Extrait |
+---+
Depuis ce temps _Tartuffe_ représente le masque hypocrite et la
formule du mensonge, non-seulement pour la France, mais pour l'Europe
et l'avenir. Comme PATELIN, PANURGE, FIGARO et _Falstaff_, comme
_Lovelace_ et _Don Juan_, il vit toujours, il est immortel.
Mais qu'est-ce que _Tartuffe_? Selon quelques commentateurs, ce serait
le diable, _der Tauffel_, qui serait transformé en _ter Teufel_, puis
enfin en _Tartuffe_. Selon d'autres, ce serait une allusion à ce
personnage dévot qui, d'un ton contrit, onctueux et pieux, demandait
sans cesse qu'on lui servît des «truffes.» Absurde étymologie.
_Tartuffe_ est simplement le _Truffactor_ de la basse latinité, le
«trompeur,» mot qui se rapporte à l'italien et à l'espagnol «truffa»
combiné avec la syllabe augmentative «tra,» indiquant une qualité
superlative et l'excès d'une qualité ou d'un défaut. _Truffer_, c'est
tromper; «Tratruffar,» tromper excessivement et avec hardiesse.
L'euphonie a donné ensuite «tartuffar,» puis _Tartuffe_. Il est curieux
de retrouver cette dernière désignation appliquée aux «truffes» ou
«tartuffes,» qui deviennent ainsi les _trompeuses_. Platina, dans son
traité _de Honesta voluptate_, indique cette étymologie relevée par le
Duchat et Ménage. _Truffaldin_, le fourbe vénitien, se rapporte à la
même origine. _Tartuffe_, _Truffactor_, le Truffeur, est donc le roi
des fourbes sérieux comme Mascarille est le roi des fourbes comiques;
aussi toute manifestation de l'irritation française contre l'autorité
de la formule, contre l'envahissement des simulacres, a-t-elle eu pour
expression le mot _Tartuffe_. C'est _Tartuffe_ que l'on a demandé,
joué, applaudi, toutes les fois que le mécontentement populaire s'est
soulevé secrètement ou ouvertement contre le joug. Molière a été plus
effectif dans le sens que nous indiquons que cent révolutionnaires.
+---+
(Entrées de données recueillies)

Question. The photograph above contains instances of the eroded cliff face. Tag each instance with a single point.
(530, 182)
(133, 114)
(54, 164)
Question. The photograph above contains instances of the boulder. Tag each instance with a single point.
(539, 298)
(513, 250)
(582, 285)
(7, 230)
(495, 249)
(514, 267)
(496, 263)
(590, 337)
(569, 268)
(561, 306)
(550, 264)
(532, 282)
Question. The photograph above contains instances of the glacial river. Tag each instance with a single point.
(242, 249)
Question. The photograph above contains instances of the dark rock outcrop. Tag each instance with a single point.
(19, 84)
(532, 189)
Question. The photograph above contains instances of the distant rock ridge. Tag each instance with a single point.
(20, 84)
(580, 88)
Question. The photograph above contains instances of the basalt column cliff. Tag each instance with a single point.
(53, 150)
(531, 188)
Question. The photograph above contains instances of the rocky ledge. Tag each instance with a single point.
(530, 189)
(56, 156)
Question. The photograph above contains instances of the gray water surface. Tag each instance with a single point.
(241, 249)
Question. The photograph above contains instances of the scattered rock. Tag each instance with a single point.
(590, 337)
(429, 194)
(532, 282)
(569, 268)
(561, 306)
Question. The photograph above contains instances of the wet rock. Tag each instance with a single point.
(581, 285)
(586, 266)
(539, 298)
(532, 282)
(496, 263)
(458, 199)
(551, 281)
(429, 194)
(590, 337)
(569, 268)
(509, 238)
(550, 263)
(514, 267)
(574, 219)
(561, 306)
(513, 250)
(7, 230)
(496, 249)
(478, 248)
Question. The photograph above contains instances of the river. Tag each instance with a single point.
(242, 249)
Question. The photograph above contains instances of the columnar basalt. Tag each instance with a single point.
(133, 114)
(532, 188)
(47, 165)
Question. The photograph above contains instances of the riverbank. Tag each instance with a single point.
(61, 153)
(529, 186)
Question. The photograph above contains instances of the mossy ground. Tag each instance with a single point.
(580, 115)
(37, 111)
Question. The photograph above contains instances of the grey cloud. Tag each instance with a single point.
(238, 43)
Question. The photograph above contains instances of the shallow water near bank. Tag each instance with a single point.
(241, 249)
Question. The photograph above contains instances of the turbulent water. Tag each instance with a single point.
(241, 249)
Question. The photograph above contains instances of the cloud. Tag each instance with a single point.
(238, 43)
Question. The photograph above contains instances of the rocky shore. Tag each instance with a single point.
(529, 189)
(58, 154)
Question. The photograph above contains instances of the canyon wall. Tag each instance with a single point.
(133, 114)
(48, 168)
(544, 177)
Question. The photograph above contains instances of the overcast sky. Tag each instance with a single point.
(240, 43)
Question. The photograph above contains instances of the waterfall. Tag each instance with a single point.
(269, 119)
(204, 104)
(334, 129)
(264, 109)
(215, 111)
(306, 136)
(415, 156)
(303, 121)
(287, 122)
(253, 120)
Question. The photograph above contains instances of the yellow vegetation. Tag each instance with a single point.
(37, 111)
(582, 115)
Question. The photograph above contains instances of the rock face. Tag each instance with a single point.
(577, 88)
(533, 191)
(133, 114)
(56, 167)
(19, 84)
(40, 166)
+---+
Recopiez fidèlement le passage de l'extrait sur le nom de Tartuffe qui s'ouvre sur les mots contenant « Mais qu'est-ce que » et se clôt sur « et avec hardiesse. ».

Réponse |
Mais qu'est-ce que _Tartuffe_? Selon quelques commentateurs, ce serait
le diable, _der Tauffel_, qui serait transformé en _ter Teufel_, puis
enfin en _Tartuffe_. Selon d'autres, ce serait une allusion à ce
personnage dévot qui, d'un ton contrit, onctueux et pieux, demandait
sans cesse qu'on lui servît des «truffes.» Absurde étymologie.
_Tartuffe_ est simplement le _Truffactor_ de la basse latinité, le
«trompeur,» mot qui se rapporte à l'italien et à l'espagnol «truffa»
combiné avec la syllabe augmentative «tra,» indiquant une qualité
superlative et l'excès d'une qualité ou d'un défaut. _Truffer_, c'est
tromper; «Tratruffar,» tromper excessivement et avec hardiesse.